[Selection]
◇ ◇ ◇ ◇

SANYO’s Electrolyzed Water Technology Effectiveness Verified
From Joint Research with Tsinghua University
Effectiveness measured for the removal of “Formaldehyde”, achieving indoor air purification
Tokyo.– SANYO Electric Co., Ltd. (SANYO) announces that SANYO and the Department of Environmental Science and Engineering in Tsinghua University (Beijing, China) have completed joint research demonstrating SANYO’s electrolyzed water technology regarding indoor air purification technology and its effectiveness in reliably removing airborne “formaldehyde” for long periods of time, through a specially developed environmental testing lab designed to house low concentration chemical materials to test indoor air purification technology.
“Formaldehyde” is a typical airborne agent and one of thirteen volatile organic compounds for which indoor air quality guidelines are in place due to the effects of the substance on the human body, designated by an investigative committee as a possible cause of “Sick House Syndrome (indoor air contamination as part of a variety of issues that can affect health)”, a problem case established and investigated by the Ministry of Health, Labour, and Welfare (Japan). Since the Building Standards Law was revised in 2003, it is estimated that more recently built homes, offices and other structures are constructed with a lower number of materials containing formaldehyde. However, building materials are not the only items that contain the compound, as furniture and other fixtures such as office equipment, etc. serve as diffusion sources. In order to achieve indoor air quality guideline mandates, it has become even more important to devise and implement testing measures to combat the airborne conditions identical to those of the actual site.

◇ ◇ ◇ ◇

[Source data]
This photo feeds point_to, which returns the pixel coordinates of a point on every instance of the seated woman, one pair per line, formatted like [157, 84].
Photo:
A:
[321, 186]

◇ ◇ ◇ ◇

[Work to do]
• a. Answer these questions using the press release on electrolyzed water and formaldehyde:
(i) Which department of Tsinghua University carried out the joint research with SANYO?
(ii) In what year was the Building Standards Law revised?
(iii) Besides building materials, which items does the press release name as diffusion sources of formaldehyde?
• b. Continue the press release on SANYO's electrolyzed water technology from the point where it ends.

[Answers to the tasks]
• a.
(i) The Department of Environmental Science and Engineering.
(ii) 2003.
(iii) Furniture and other fixtures such as office equipment.

• b.
The recent performance test for air purification/cleaning systems for the continuous removal of potentially harmful airborne substances was conducted using the “continuous gas flow mode”, a test method where a variety of airborne compounds and substances are continuously supplied while the conventional test method includes evaluating the attenuation of the virulent substance concentration comparing with its initial concentration typically conducted in hermetically sealed small spaces. The new continuous test method is more suitable for evaluating the performance for removing substances continuously emitted from wallpaper, building materials, and furniture, etc. Specifically, the test is conducted in a large-capacity stainless-steel chamber specially designed to keep constant temperature and humidity while low-concentrations of formaldehyde gas were continuously supplied. The performance of the air purification systems was evaluated for sustained removal of the airborne chemical by measuring the systems’ exhaust concentration.
The results demonstrated that the formaldehyde gas removal method using active carbon filtration as typically found in a common, general air cleaner worked for a short period of time, although the stable air would become contaminated again soon. However, the air purification element mounted on SANYO’s “VW-VF10B” commercial use air purification system was shown in the test to not only remove formaldehyde from the air, but that it was also able to keep the air cleaner and safer for a longer period of time.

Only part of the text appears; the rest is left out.